▶ **PROBLEM DESCRIPTION**: All of the data that follows should be retyped exactly as it appears.

▶ **PROVIDED RECORDS**:
**********
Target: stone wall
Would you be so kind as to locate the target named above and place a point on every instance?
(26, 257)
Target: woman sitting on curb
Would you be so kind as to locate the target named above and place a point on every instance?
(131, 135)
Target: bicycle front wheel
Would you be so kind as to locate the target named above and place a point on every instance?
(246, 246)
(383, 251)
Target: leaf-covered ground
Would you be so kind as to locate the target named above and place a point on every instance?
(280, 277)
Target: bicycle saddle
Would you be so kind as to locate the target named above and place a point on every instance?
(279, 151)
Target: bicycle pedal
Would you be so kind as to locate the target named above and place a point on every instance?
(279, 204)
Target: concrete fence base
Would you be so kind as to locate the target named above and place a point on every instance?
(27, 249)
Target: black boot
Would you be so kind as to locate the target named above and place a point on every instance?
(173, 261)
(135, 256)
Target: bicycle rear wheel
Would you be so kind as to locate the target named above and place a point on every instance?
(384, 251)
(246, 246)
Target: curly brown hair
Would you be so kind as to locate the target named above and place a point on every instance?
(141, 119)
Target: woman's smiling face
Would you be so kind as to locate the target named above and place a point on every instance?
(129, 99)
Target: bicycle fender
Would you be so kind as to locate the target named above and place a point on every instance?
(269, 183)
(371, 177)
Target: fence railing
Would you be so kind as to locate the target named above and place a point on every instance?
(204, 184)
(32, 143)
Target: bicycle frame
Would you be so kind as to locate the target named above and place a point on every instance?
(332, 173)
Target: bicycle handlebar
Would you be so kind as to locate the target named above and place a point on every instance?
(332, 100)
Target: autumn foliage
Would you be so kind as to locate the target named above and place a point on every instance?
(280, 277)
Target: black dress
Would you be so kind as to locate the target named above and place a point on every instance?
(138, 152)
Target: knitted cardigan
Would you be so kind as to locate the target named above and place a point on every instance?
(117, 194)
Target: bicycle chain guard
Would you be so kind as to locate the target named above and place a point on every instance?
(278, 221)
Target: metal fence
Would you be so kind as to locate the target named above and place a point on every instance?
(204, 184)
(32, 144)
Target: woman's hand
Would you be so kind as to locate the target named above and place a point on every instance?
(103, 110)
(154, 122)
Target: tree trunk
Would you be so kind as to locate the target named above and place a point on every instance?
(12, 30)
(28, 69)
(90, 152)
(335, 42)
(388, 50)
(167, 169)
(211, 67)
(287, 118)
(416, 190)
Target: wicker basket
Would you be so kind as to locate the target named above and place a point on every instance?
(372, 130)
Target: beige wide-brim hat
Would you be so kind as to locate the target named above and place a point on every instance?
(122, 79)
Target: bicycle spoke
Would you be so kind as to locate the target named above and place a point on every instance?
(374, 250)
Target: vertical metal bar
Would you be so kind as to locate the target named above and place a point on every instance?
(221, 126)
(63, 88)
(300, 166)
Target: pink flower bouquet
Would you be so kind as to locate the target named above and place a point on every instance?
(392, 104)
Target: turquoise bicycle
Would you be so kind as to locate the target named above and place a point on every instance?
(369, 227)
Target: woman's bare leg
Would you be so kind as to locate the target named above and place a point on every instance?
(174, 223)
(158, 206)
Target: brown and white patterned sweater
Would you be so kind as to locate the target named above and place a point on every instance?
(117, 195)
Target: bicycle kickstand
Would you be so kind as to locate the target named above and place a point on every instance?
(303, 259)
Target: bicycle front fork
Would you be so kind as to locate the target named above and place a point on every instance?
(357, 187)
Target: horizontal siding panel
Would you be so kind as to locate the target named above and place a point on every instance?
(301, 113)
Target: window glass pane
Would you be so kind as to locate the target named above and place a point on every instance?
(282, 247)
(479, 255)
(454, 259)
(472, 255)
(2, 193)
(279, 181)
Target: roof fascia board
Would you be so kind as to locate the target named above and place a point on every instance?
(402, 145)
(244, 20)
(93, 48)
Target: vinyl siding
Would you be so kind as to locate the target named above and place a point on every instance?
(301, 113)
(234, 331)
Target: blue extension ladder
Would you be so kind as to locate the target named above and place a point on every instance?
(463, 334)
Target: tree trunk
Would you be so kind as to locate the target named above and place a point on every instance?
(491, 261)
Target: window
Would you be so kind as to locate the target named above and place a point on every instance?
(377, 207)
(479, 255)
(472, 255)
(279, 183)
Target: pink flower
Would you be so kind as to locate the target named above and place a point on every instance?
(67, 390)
**********
▶ **RESPONSE TO THE TASK**:
Target: stone wall
Would you be so kind as to locate the target named above and place a point on every instance?
(26, 257)
Target: woman sitting on curb
Would you be so kind as to locate the target named above and place a point on every instance?
(131, 135)
Target: bicycle front wheel
Would you be so kind as to locate the target named above and place a point on every instance?
(246, 246)
(383, 251)
Target: leaf-covered ground
Would you be so kind as to locate the target named above and place a point on every instance?
(280, 277)
Target: bicycle saddle
Would you be so kind as to locate the target named above and place a point on every instance?
(279, 151)
Target: bicycle pedal
Would you be so kind as to locate the target named above and place a point on every instance?
(279, 204)
Target: concrete fence base
Would you be so kind as to locate the target named above and place a point on every instance?
(27, 249)
Target: black boot
Would you be so kind as to locate the target named above and place a point on every instance?
(173, 261)
(135, 256)
Target: bicycle rear wheel
Would you be so kind as to locate the target named above and place a point on every instance?
(384, 251)
(246, 246)
Target: curly brown hair
Would you be so kind as to locate the target named above and place a point on every instance?
(141, 119)
Target: woman's smiling face
Would you be so kind as to locate the target named above and place a point on every instance?
(129, 99)
Target: bicycle fender
Would you be so kind as to locate the target named above and place a point on every instance?
(269, 183)
(371, 177)
Target: fence railing
Would you be so kind as to locate the target named above and place a point on every instance?
(204, 184)
(32, 143)
Target: bicycle frame
Would you be so kind as to locate the target named above and place a point on every instance?
(332, 173)
Target: bicycle handlebar
Would you be so kind as to locate the target named above and place a point on every instance?
(332, 100)
Target: autumn foliage
Would you be so kind as to locate the target named above and place a point on every instance?
(280, 277)
Target: black dress
Would you be so kind as to locate the target named above and place a point on every instance?
(138, 152)
Target: knitted cardigan
Would you be so kind as to locate the target named above and place a point on every instance?
(117, 194)
Target: bicycle chain guard
Would you be so kind as to locate the target named above and place a point on every instance?
(278, 221)
Target: metal fence
Would you be so kind as to locate the target named above and place a point on every instance?
(204, 184)
(32, 144)
Target: woman's hand
Would you be so kind as to locate the target named above and place a point on every instance?
(103, 110)
(154, 122)
Target: tree trunk
Would you be so kind as to locate the target named above and place a point on every instance?
(12, 30)
(28, 69)
(90, 152)
(335, 42)
(388, 50)
(167, 169)
(211, 67)
(287, 118)
(416, 190)
Target: wicker basket
Would you be so kind as to locate the target named above and place a point on every instance?
(372, 130)
Target: beige wide-brim hat
Would you be so kind as to locate the target named above and place a point on every instance?
(122, 79)
Target: bicycle spoke
Would you be so kind as to locate the target named above and place a point on every instance?
(374, 250)
Target: vertical metal bar
Would you be so kind as to locate the target named above and place a point on every instance?
(221, 126)
(63, 88)
(300, 166)
Target: pink flower bouquet
Would you be so kind as to locate the target named above and place a point on every instance?
(392, 104)
Target: turquoise bicycle
Would you be so kind as to locate the target named above and place a point on every instance?
(369, 227)
Target: woman's bare leg
Would you be so kind as to locate the target named above and place a point on every instance?
(174, 223)
(158, 206)
Target: brown and white patterned sweater
Would you be so kind as to locate the target named above and place a point on every instance?
(117, 195)
Target: bicycle kickstand
Would you be so kind as to locate the target named above and place a point on every instance?
(303, 259)
Target: bicycle front fork
Would you be so kind as to locate the target named above and place a point on every instance?
(357, 187)
Target: horizontal siding panel
Would you be so kind as to locate the target named above and place a point on every instance?
(301, 113)
Target: window glass pane
Would you be so kind as to locate the target named above and place a point on every instance?
(282, 247)
(479, 255)
(454, 259)
(472, 255)
(2, 193)
(279, 181)
Target: roof fascia board
Would you be so kind as to locate the target named above and place a point on every instance?
(402, 145)
(244, 20)
(93, 48)
Target: vinyl siding
Would you be so kind as to locate the target named above and place a point on every instance?
(301, 113)
(234, 331)
Target: blue extension ladder
Would you be so kind as to locate the target named above and place a point on every instance?
(463, 334)
Target: tree trunk
Would you be so kind as to locate the target named above and place a point on every instance?
(491, 261)
Target: window
Would you be so kind as to locate the target named above and place a point on every instance?
(377, 207)
(479, 255)
(472, 255)
(279, 183)
Target: pink flower
Would you be so kind as to locate the target named above and place a point on every instance?
(67, 390)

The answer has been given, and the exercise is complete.